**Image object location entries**
───

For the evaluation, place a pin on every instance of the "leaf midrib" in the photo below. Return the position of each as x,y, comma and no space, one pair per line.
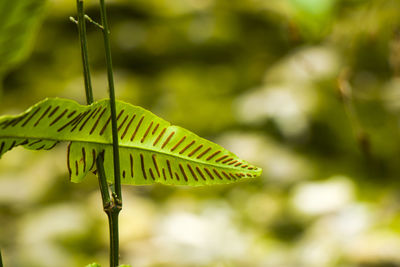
125,146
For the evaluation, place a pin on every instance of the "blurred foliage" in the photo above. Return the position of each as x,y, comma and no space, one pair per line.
19,22
309,90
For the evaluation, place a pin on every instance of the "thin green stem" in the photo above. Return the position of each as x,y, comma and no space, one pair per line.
111,207
114,238
105,195
84,51
106,33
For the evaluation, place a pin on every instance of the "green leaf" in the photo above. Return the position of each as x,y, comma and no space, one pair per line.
151,149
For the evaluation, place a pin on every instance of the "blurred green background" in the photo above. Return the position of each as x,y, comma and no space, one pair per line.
309,90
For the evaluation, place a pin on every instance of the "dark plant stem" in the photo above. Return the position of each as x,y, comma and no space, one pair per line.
114,206
110,76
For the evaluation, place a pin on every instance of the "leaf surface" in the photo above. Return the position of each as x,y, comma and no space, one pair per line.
151,149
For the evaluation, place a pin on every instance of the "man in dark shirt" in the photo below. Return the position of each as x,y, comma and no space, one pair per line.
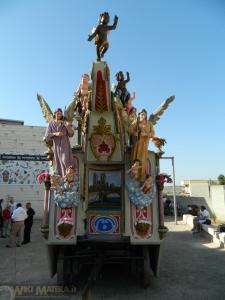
28,223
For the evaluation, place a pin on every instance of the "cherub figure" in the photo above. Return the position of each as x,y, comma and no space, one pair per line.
58,132
135,170
130,109
121,89
147,185
69,177
55,183
100,34
128,116
81,95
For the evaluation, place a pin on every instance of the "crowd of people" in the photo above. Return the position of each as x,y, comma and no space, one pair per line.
15,222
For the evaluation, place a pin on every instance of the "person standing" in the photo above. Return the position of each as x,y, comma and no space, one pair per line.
6,221
18,217
28,223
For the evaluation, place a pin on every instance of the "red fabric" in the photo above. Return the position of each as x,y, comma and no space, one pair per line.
6,214
101,97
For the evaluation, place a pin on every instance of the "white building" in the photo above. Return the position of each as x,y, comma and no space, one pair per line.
21,160
211,191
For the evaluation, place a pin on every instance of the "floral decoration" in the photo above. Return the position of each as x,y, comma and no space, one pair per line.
44,177
159,142
161,179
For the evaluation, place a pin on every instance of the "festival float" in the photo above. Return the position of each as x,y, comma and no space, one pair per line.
103,198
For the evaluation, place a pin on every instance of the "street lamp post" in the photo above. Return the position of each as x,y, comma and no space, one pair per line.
174,191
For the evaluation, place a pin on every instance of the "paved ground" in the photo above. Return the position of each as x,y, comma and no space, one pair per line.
191,268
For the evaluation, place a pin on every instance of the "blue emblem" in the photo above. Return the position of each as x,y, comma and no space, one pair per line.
104,224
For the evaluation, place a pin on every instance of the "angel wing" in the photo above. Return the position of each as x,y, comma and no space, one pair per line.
155,116
69,111
48,115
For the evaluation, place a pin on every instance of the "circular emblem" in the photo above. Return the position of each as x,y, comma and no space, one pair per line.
104,224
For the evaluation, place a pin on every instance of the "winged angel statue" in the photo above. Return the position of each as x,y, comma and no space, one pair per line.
142,131
57,135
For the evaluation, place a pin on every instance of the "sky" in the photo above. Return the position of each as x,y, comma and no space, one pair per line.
170,47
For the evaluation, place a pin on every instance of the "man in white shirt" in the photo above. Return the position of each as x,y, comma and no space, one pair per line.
18,217
202,218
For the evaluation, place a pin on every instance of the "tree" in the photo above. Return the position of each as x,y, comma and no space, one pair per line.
221,179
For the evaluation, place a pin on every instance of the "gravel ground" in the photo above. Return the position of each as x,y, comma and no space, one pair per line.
190,268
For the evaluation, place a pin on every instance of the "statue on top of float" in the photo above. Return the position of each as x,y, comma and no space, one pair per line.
100,34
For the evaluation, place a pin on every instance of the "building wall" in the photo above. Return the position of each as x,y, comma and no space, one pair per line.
16,138
218,201
20,140
208,193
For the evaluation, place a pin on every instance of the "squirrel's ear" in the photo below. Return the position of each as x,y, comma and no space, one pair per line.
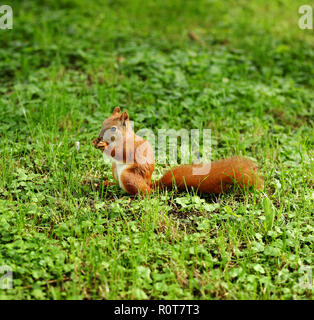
124,117
116,110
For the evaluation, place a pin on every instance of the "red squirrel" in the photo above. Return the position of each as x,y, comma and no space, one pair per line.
133,164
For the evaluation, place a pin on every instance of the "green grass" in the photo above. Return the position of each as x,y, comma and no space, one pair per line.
249,78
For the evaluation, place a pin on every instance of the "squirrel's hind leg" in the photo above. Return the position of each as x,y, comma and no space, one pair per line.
133,183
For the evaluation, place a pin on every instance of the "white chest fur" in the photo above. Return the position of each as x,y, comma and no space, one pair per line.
120,166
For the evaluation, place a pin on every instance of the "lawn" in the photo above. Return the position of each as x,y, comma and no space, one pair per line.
243,69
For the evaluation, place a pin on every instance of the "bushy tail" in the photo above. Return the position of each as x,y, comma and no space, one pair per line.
215,177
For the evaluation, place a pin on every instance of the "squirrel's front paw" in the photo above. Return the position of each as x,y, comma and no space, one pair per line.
99,144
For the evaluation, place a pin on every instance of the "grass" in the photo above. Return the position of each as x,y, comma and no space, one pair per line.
246,72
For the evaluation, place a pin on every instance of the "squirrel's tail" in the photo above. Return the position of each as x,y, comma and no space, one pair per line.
215,177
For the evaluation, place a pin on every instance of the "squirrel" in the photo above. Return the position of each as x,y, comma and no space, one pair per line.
133,164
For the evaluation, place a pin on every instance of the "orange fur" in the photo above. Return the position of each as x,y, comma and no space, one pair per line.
137,167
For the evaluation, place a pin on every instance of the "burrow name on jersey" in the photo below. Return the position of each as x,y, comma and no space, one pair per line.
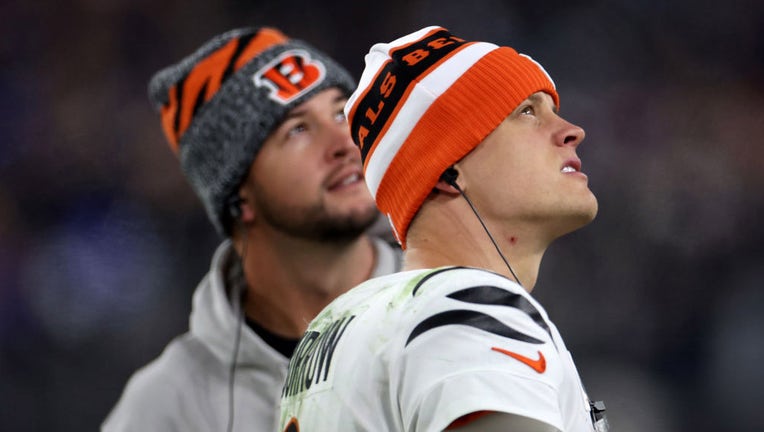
313,357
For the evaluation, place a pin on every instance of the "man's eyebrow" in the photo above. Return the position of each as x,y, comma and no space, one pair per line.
297,112
537,98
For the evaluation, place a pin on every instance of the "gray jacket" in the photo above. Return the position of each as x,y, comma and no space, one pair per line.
187,387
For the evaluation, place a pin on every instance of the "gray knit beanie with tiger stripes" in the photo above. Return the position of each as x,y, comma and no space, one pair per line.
220,103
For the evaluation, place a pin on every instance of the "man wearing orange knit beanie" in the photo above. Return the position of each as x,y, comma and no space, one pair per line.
465,152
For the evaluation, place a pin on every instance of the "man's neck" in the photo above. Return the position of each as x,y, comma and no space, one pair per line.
444,238
289,282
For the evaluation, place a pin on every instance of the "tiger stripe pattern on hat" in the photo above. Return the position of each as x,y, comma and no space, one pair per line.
219,104
425,101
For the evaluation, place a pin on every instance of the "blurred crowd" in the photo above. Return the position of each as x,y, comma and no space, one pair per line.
661,299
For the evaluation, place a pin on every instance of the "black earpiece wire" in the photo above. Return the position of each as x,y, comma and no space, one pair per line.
449,176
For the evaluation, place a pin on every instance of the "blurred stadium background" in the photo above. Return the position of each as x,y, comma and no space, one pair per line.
661,299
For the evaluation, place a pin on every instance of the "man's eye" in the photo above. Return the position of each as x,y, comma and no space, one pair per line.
300,128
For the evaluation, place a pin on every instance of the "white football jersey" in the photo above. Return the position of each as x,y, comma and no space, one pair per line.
417,350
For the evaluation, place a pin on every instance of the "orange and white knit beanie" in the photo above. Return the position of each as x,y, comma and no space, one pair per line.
425,101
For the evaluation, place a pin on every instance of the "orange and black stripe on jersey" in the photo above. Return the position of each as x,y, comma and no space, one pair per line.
483,295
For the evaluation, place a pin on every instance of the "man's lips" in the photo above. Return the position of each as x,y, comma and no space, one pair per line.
345,179
571,166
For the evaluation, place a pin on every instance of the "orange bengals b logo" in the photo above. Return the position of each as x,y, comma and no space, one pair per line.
292,426
290,75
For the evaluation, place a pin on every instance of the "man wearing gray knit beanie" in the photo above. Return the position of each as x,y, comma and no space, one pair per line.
257,121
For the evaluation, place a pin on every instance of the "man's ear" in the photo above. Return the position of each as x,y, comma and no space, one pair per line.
247,211
443,186
447,181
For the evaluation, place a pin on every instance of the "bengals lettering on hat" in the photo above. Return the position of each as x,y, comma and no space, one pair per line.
425,101
373,104
290,75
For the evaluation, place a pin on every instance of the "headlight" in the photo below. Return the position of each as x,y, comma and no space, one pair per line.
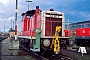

───

**Exercise objective**
Identify every line in the entries above that contains the string "dark", matching case exactly, and copy each such line in full.

**Expected answer**
For the evaluation, place a pin on every instance of the "dark plant stem" in the photo above. Return the position of each as x,y, comma and no space, one pair per line.
For the evaluation, place a pin on every instance of the "man in dark shirt" in the photo below. Return the position of each as x,y, comma and no space, one pair per line.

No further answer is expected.